Models such as the Carlsmith one, which treat AI x-risk as highly conjunctive (i.e. lots of things need to happen for an AI existential catastrophe), already seem like they'll bias results towards lower probabilities (see e.g. this section of Nate's review of the Carlsmith report). I won't say more on this since I think it's been discussed several times already.

What I do want to highlight is that the methodology of this post exacerbates that effect. In principle, you can get reasonable results with such a model if you're aware of the dangers of highly conjunctive models, and sufficiently careful in assigning probabilities.[1] This might at least plausibly be the case for a single person giving probabilities, who has hopefully thought about how to avoid the multiple stage fallacy, and spent a lot of time thinking about their probability estimates. But if you just survey a lot of people, you'll very likely get at least a sizable fraction of responses who e.g. just tend to assign probabilities close to 50% because anything else feels overconfident, or who don't actually condition enough on previous steps having happened, even if the question tells them to. (This isn't really meant to critique people who answered the survey—it's genuinely hard to give good probabilities for these conjunctive models). The way the analysis in this post works, if some people give probabilities that are too low, the overall result will also be very low (see e.g. this comment).

I would strongly guess that if you ran exactly the same type of survey and analysis with a highly disjunctive model (e.g. more along the lines of this one by Nate Soares), you would get way higher probabilities of X-risk. To be clear, that would be just as bad, it would likely be an overestimate!

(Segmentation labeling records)
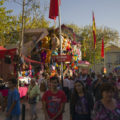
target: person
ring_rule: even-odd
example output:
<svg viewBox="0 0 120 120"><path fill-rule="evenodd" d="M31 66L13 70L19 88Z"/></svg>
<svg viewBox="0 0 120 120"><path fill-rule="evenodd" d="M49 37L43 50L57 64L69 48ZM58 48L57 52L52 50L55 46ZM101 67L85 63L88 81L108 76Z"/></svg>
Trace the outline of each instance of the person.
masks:
<svg viewBox="0 0 120 120"><path fill-rule="evenodd" d="M67 97L67 102L69 101L69 88L70 88L70 80L68 79L69 76L66 75L65 79L63 80L63 91L65 92L65 95Z"/></svg>
<svg viewBox="0 0 120 120"><path fill-rule="evenodd" d="M67 98L62 90L58 90L58 77L50 78L50 90L42 97L45 120L62 120L65 102Z"/></svg>
<svg viewBox="0 0 120 120"><path fill-rule="evenodd" d="M6 120L19 120L21 111L20 95L17 89L17 79L9 79L9 88Z"/></svg>
<svg viewBox="0 0 120 120"><path fill-rule="evenodd" d="M101 85L102 99L95 103L93 120L120 120L120 103L114 99L114 91L112 83Z"/></svg>
<svg viewBox="0 0 120 120"><path fill-rule="evenodd" d="M30 104L30 119L36 120L38 118L36 105L39 101L40 89L39 86L36 85L36 79L31 79L31 84L28 87L28 103Z"/></svg>
<svg viewBox="0 0 120 120"><path fill-rule="evenodd" d="M90 93L86 92L82 81L76 81L70 102L71 120L91 120L93 99Z"/></svg>

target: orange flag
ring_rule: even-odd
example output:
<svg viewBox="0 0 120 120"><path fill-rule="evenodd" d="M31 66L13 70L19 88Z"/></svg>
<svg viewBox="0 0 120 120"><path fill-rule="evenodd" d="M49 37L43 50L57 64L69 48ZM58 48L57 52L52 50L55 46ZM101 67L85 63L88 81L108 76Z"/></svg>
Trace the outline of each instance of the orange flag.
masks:
<svg viewBox="0 0 120 120"><path fill-rule="evenodd" d="M56 20L59 15L60 0L50 0L49 18Z"/></svg>
<svg viewBox="0 0 120 120"><path fill-rule="evenodd" d="M104 58L104 38L102 39L101 57Z"/></svg>
<svg viewBox="0 0 120 120"><path fill-rule="evenodd" d="M95 26L94 12L93 12L93 38L94 38L94 49L96 49L96 26Z"/></svg>

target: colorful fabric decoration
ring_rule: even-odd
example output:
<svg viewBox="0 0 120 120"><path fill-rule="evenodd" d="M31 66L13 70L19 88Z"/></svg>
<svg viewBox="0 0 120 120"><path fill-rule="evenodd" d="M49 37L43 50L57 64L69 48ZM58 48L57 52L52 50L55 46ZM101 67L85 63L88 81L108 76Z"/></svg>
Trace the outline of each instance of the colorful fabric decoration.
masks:
<svg viewBox="0 0 120 120"><path fill-rule="evenodd" d="M45 60L46 60L46 51L45 50L42 50L41 52L41 62L42 63L45 63Z"/></svg>
<svg viewBox="0 0 120 120"><path fill-rule="evenodd" d="M52 52L50 50L47 50L47 55L46 55L45 63L50 63L51 53Z"/></svg>

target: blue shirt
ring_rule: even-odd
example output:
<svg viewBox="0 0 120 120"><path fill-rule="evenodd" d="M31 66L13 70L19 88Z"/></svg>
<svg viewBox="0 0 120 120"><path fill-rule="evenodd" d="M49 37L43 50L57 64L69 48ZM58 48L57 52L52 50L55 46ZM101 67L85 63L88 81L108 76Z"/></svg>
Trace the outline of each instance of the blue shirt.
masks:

# Exercise details
Return, word for word, the stretch of the passage on conjunctive AI risk models that begins at "I would strongly" and runs on through "be an overestimate!".

# Written answer
I would strongly guess that if you ran exactly the same type of survey and analysis with a highly disjunctive model (e.g. more along the lines of this one by Nate Soares), you would get way higher probabilities of X-risk. To be clear, that would be just as bad, it would likely be an overestimate!